§ **EJERCICIO**
Actualice las filas que van desde la línea que contiene "of the fence" hasta el final de las filas: sustituya "fence" por "barrier" y deje todo lo demás sin cambios.

§ **FILAS DE DATOS**
--
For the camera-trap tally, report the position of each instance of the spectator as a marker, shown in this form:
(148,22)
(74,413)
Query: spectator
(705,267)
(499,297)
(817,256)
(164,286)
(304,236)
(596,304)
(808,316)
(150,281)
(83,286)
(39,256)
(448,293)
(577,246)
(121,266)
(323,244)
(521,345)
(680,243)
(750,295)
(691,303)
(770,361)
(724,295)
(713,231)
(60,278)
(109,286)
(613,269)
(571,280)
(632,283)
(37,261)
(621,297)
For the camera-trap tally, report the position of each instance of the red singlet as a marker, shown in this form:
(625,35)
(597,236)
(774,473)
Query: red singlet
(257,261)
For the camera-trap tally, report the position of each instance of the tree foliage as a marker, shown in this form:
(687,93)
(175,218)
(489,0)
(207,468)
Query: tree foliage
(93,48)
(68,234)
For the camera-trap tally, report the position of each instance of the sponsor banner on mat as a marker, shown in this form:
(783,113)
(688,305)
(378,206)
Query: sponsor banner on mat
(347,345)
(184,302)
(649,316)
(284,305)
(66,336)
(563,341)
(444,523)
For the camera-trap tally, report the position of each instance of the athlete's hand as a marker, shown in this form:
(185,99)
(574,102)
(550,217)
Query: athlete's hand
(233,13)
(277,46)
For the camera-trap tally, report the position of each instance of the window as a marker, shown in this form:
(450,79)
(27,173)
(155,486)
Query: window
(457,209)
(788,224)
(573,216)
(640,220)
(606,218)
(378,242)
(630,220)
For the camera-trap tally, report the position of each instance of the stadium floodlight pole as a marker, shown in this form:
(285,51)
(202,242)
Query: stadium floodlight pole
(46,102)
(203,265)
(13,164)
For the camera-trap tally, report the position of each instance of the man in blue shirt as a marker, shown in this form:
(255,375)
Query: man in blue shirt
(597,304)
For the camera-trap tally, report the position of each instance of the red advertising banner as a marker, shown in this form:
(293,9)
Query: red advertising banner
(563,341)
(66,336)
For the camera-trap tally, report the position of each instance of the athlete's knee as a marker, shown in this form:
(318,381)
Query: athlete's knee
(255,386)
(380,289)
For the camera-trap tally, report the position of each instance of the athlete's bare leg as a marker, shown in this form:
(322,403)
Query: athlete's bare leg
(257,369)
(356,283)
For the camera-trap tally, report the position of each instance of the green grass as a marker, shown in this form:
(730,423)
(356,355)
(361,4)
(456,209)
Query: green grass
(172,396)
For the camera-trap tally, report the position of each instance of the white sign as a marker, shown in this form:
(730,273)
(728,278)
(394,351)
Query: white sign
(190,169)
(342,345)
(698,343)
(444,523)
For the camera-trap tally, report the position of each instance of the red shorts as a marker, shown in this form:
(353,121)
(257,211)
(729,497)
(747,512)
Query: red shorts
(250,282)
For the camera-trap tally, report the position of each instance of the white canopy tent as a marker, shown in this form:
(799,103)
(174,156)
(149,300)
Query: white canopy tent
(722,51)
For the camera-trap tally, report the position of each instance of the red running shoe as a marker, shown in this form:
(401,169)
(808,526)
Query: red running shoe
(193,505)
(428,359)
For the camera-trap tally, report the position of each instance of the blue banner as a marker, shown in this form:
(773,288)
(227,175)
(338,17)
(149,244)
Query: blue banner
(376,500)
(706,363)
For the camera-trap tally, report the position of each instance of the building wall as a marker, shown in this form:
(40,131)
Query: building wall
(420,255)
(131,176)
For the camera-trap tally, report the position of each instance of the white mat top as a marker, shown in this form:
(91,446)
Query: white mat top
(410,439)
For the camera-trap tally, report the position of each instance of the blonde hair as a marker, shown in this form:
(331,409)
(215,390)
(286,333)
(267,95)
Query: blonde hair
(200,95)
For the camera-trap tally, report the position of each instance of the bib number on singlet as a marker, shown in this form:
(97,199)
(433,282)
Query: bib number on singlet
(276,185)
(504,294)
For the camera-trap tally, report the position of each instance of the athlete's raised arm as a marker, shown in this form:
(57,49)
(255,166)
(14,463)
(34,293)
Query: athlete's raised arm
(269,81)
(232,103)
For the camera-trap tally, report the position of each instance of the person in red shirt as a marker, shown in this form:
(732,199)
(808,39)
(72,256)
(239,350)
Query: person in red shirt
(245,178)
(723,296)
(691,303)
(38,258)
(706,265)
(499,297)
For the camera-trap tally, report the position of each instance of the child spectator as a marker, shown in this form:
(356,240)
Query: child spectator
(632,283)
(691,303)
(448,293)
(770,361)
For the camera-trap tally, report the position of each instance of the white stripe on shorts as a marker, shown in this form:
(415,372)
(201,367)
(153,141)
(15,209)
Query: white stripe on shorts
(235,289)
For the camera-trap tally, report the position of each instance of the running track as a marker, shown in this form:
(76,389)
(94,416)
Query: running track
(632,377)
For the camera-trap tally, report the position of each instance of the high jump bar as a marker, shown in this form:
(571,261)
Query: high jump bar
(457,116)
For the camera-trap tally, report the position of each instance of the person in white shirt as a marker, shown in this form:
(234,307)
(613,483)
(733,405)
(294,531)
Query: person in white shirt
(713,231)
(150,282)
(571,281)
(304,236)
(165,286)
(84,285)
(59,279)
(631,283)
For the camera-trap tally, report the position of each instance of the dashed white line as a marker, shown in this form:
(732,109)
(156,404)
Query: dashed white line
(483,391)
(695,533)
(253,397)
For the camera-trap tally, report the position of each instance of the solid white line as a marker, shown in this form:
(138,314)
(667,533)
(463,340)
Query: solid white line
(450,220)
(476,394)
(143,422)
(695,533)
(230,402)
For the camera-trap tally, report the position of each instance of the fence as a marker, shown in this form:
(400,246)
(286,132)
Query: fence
--
§ **SOLUCIÓN DEL PROBLEMA**
For the camera-trap tally, report the position of each instance of the barrier as a marker, shown in this form:
(400,246)
(286,132)
Query: barrier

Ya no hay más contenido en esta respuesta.